◆ **What you should do**: Lay out as a numbered list the lines from the one containing "fan in the photo below." through the end of the items, both ends included, skipping any blank lines. Leave the pictures out of your answer.

Stored items

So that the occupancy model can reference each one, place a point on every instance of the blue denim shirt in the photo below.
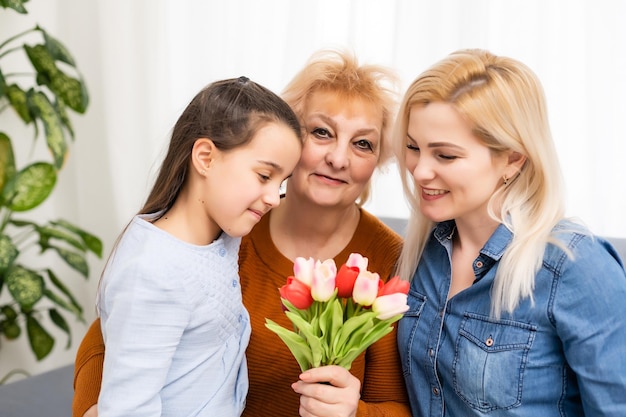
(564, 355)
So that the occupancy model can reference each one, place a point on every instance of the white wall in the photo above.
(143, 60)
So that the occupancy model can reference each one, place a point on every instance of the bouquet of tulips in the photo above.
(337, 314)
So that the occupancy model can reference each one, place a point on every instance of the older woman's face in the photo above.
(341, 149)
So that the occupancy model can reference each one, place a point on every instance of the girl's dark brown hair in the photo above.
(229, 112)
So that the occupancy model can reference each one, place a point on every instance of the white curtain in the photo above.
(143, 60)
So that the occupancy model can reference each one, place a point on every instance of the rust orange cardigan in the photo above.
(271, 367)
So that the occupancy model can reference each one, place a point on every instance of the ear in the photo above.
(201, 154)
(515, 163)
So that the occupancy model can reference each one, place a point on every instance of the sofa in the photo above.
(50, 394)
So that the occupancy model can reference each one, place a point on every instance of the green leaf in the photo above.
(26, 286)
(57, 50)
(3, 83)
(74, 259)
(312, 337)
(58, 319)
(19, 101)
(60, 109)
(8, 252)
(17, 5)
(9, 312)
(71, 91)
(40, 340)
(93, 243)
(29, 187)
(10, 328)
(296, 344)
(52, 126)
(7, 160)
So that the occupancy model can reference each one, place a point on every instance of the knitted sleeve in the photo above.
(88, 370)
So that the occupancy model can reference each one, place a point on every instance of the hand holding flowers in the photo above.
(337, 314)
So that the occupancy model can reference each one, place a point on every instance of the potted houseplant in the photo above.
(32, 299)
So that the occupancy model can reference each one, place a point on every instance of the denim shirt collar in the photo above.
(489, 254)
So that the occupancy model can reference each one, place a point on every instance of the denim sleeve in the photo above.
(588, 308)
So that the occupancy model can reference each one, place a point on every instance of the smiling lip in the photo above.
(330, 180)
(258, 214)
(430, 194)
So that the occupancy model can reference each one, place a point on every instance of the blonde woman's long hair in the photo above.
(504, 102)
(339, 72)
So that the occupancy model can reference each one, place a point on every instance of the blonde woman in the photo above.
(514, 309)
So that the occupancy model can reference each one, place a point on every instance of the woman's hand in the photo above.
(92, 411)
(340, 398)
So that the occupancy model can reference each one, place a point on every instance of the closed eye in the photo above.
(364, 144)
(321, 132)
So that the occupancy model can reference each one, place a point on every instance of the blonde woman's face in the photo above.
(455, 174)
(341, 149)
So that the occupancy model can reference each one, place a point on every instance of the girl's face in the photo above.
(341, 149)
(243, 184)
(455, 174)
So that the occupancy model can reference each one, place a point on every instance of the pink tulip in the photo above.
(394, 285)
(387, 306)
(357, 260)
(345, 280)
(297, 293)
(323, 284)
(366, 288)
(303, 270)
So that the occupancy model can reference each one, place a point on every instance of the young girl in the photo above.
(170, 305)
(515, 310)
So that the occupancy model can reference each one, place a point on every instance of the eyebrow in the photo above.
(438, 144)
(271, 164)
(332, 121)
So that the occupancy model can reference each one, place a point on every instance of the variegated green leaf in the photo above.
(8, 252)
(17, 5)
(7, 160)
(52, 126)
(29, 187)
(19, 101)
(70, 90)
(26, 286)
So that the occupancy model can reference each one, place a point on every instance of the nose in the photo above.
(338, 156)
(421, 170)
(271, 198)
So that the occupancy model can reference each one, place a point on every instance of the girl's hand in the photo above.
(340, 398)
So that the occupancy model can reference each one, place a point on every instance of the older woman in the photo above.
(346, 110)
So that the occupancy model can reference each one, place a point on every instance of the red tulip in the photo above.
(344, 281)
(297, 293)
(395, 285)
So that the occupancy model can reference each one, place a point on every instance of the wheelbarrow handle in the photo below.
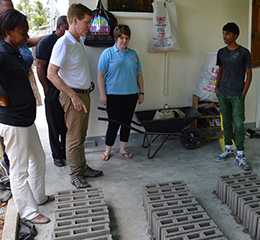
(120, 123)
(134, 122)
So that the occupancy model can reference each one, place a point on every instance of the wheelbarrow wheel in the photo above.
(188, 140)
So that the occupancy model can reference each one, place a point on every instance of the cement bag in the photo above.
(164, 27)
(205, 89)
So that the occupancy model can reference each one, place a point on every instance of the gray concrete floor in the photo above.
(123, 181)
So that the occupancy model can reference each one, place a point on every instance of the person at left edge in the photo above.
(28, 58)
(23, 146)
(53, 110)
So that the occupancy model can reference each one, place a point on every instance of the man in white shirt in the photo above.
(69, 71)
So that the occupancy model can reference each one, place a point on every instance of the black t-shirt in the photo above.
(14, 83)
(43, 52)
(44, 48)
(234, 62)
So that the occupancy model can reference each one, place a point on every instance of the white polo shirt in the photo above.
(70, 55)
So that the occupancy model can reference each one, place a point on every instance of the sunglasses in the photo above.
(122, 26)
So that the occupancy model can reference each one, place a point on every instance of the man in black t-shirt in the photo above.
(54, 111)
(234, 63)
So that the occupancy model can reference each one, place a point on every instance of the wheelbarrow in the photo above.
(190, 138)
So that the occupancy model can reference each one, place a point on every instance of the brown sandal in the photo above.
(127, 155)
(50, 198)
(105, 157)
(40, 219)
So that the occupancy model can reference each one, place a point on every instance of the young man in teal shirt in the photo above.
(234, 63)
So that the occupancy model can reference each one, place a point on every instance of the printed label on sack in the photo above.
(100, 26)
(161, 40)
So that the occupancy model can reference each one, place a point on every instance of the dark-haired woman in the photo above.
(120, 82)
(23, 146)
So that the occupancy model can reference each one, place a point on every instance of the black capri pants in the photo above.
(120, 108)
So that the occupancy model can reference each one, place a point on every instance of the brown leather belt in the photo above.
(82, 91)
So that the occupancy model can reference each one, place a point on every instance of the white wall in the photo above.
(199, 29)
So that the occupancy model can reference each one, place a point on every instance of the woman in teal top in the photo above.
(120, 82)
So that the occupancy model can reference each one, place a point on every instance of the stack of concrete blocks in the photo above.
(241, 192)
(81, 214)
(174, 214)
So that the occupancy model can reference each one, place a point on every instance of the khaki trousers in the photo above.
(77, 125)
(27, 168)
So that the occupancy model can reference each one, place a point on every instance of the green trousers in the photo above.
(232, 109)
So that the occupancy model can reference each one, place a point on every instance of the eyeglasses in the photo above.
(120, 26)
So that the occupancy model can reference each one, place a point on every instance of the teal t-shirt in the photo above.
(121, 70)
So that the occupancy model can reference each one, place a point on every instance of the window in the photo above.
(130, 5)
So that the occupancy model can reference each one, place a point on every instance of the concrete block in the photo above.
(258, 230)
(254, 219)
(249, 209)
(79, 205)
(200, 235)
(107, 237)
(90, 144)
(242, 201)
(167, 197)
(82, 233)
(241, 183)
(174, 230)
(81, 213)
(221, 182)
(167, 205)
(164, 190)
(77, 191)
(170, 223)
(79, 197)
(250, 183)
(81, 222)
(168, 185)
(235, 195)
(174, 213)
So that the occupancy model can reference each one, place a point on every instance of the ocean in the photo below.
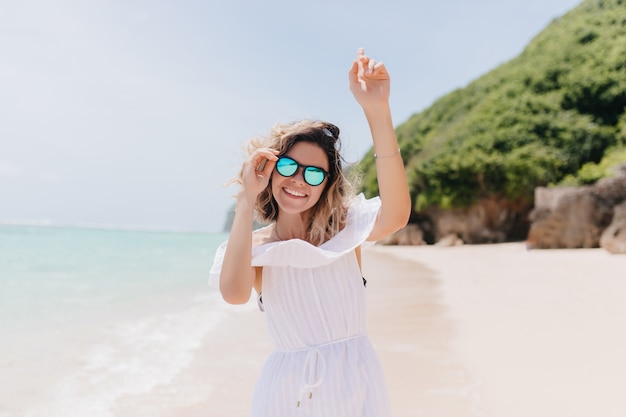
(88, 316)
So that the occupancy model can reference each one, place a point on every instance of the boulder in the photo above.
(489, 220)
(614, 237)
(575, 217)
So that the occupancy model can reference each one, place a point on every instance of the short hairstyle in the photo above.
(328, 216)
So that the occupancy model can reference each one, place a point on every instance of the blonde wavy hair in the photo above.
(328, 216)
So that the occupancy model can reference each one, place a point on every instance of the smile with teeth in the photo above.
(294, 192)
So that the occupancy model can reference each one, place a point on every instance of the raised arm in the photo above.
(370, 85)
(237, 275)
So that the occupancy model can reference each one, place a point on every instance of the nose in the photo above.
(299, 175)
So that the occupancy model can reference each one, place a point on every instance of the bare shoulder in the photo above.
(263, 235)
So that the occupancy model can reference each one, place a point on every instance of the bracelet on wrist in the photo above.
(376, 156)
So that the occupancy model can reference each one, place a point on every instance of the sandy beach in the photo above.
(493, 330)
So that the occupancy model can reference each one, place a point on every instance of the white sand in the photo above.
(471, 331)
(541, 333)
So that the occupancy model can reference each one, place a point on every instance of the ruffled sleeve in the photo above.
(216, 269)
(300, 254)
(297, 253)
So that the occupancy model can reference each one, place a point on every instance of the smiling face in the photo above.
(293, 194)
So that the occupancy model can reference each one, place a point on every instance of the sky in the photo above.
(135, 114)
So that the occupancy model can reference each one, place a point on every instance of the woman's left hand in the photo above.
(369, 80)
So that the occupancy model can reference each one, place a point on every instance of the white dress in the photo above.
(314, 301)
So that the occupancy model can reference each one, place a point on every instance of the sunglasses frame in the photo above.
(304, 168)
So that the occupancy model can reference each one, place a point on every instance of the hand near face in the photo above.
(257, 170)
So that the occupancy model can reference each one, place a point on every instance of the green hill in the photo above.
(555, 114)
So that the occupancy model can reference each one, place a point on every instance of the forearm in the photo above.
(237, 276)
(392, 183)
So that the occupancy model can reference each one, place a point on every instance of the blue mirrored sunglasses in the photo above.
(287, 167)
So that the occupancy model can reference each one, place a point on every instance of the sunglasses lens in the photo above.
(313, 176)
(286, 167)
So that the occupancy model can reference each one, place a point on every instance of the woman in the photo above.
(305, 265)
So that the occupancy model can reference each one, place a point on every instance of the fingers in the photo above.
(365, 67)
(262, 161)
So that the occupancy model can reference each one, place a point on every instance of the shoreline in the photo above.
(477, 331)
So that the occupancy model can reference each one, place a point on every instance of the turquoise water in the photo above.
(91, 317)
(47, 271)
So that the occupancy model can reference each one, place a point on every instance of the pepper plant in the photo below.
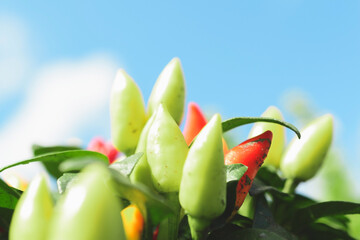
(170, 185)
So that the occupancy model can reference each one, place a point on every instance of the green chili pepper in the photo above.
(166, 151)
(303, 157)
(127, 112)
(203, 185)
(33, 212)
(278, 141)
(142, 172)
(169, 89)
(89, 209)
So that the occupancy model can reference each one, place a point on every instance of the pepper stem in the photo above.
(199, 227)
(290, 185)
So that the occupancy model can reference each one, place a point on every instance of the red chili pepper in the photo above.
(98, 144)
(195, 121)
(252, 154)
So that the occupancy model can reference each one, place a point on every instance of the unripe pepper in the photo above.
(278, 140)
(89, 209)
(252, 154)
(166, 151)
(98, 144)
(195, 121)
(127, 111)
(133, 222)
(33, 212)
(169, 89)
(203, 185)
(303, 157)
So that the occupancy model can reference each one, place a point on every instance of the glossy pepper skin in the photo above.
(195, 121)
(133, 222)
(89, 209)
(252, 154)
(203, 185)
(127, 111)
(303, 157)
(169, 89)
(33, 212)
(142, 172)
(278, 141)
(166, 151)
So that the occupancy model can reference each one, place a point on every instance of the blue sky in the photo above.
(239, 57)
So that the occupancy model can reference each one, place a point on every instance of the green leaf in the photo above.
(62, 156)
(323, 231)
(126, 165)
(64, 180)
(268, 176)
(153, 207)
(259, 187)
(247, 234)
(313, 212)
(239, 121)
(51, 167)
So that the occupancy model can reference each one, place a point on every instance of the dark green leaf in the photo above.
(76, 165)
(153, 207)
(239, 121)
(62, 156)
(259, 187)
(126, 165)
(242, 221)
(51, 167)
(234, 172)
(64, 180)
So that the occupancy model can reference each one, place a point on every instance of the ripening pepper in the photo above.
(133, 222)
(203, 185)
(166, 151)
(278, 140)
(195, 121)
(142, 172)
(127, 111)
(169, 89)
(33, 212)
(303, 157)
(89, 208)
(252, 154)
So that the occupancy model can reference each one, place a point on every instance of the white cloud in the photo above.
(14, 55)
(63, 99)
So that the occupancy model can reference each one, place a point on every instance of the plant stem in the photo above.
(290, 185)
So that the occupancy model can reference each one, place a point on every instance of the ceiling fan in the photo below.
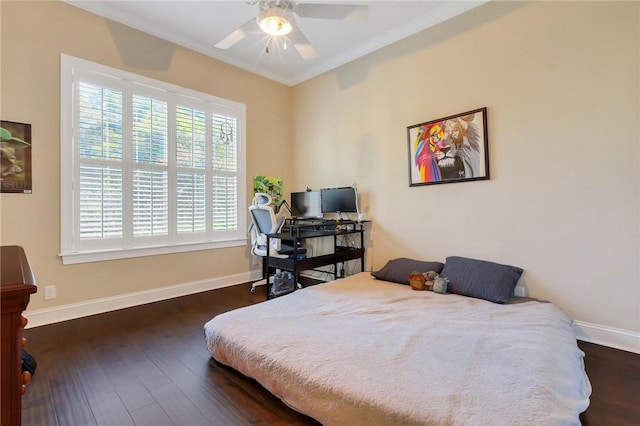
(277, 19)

◆ **The reply**:
1. So that the occupancy model can reference each one, place a point on every instance of the ceiling fan in the photo below.
2. (277, 19)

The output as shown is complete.